Thursday, December 18, 2014

Mental Flatus

Argh, already the writers block is wanting put down roots.  I'm so rusty, but I am forcing myself to write today so....no offense will be taken if you end up skipping this entry after all is said and done.

The previous post to this one was a bit of a difficult one to get out.  Now that my ass is showing, which I wanted to do, I have to show why I'm showing it (other than to point out how incredibly white it is)

I love being a Dominant.  I'm starting to shed even the self label of Domme because I don't need the title anymore.  It's become something I feel inherent to my name now.  I find my spirit about it to be very primal as well as caste like.  I want my submissive to serve me faithfully and wholly-because I earned their servitude for being a good alpha.  I do not want someone who considers themselves a slave or a subject or a worshiper.  We are equal in freedom, in social standing and in devotion to each other.

Given request | Write out the blog entry between "Mental Flatus" and "white it is)", inclusive, and substitute "out of practice" for "rusty".

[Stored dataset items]
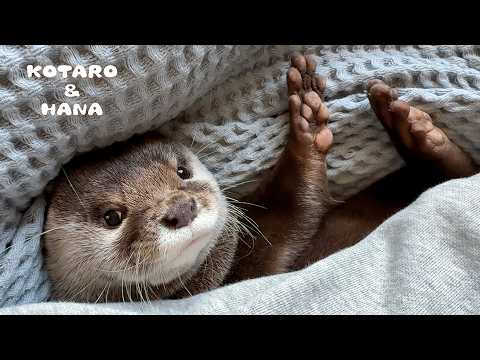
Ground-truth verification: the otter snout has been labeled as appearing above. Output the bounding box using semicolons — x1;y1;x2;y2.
162;199;198;229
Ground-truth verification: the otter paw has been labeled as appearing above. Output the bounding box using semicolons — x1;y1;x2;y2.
367;80;476;177
287;54;333;156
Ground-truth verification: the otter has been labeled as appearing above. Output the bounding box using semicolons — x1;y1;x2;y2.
44;54;478;302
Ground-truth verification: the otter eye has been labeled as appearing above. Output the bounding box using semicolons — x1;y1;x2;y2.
177;166;192;180
103;210;123;226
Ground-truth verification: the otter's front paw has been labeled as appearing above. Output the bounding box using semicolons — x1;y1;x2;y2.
287;54;333;158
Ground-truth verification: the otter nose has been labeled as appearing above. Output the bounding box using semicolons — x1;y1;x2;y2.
162;199;197;229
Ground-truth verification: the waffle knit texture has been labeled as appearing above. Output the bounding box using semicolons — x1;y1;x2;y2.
0;45;480;306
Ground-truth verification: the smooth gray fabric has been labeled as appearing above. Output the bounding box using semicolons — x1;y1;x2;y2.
0;175;480;314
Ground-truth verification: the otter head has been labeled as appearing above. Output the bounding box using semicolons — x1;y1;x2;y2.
44;134;237;301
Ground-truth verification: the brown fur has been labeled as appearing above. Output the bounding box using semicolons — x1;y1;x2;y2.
45;56;477;301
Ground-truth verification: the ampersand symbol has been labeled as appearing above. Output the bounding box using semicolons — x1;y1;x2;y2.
65;84;80;97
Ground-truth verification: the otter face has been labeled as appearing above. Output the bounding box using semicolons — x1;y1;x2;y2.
44;136;236;301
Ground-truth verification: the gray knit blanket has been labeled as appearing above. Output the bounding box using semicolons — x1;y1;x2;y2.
0;45;480;307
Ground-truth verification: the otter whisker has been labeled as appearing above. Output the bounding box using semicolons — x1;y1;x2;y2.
225;196;268;210
220;179;258;191
177;273;193;296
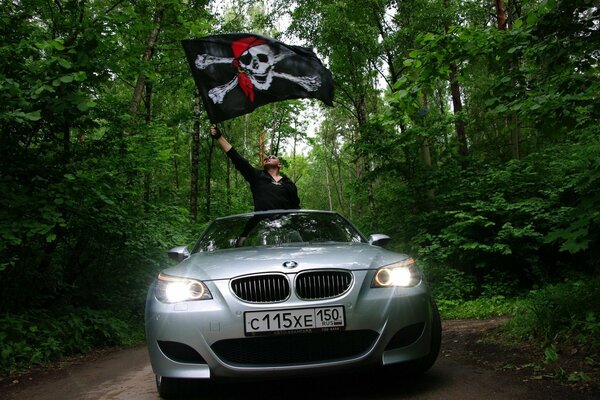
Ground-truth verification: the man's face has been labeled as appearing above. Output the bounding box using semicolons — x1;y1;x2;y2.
263;156;281;168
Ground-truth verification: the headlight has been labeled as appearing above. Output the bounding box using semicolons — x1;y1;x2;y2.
371;258;421;287
154;274;212;303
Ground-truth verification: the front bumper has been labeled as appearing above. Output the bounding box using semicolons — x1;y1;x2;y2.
146;271;432;379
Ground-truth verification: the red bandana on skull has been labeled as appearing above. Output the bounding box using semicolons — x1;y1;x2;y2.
231;36;266;102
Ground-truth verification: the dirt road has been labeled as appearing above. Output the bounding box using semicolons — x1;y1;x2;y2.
0;320;600;400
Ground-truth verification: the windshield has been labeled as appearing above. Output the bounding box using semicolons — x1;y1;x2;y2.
192;213;364;253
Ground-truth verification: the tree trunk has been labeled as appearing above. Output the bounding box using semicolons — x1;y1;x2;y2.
496;0;506;31
204;138;215;217
144;81;152;209
129;6;164;114
449;63;469;157
190;89;201;223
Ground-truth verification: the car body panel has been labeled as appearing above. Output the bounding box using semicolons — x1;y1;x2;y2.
145;211;439;379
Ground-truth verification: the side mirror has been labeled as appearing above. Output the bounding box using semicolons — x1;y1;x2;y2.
369;233;392;247
167;246;190;262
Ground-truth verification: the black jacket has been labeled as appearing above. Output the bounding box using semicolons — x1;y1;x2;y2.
227;148;300;211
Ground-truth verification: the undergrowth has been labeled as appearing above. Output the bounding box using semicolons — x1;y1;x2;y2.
0;308;143;376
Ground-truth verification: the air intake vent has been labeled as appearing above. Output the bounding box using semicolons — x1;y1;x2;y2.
231;274;290;303
296;271;352;300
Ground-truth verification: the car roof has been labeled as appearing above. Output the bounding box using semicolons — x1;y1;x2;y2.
215;209;339;221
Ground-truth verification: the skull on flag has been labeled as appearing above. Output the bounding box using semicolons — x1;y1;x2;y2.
194;36;321;104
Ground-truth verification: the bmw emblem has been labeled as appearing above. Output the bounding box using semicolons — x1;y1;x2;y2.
283;261;298;269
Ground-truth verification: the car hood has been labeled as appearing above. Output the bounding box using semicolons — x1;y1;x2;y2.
163;243;408;280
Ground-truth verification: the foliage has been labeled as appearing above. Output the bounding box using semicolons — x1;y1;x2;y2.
507;276;600;351
0;307;143;376
436;296;523;319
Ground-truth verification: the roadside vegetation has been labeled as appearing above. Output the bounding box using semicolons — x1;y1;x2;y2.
0;0;600;379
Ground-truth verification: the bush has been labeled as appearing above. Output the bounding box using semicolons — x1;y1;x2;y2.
0;308;144;375
507;276;600;349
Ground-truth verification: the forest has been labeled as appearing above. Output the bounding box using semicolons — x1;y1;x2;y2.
0;0;600;379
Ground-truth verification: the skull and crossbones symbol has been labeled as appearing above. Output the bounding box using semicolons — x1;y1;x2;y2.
194;36;321;104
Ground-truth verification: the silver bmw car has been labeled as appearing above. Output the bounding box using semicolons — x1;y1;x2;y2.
145;210;441;398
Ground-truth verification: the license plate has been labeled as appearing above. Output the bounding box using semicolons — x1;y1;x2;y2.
244;306;345;336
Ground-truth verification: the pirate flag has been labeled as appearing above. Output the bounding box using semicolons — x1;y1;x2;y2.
182;33;333;123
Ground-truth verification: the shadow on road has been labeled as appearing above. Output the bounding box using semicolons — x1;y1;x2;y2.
171;368;446;400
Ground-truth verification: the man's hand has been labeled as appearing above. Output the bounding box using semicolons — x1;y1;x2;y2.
210;124;221;140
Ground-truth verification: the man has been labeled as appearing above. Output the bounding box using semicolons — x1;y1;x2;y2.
210;124;300;211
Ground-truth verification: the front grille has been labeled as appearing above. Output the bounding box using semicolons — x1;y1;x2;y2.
211;330;378;366
231;274;290;303
296;271;352;300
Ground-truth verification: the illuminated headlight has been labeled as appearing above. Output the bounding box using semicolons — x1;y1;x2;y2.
371;258;421;287
154;274;212;303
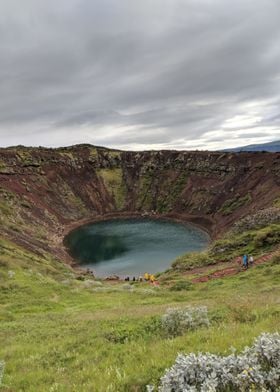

Exercise output |
Mental Flatus

Argh, already the writers block is wanting put down roots.  I'm so out of practice, but I am forcing myself to write today so....no offense will be taken if you end up skipping this entry after all is said and done.

The previous post to this one was a bit of a difficult one to get out.  Now that my ass is showing, which I wanted to do, I have to show why I'm showing it (other than to point out how incredibly white it is)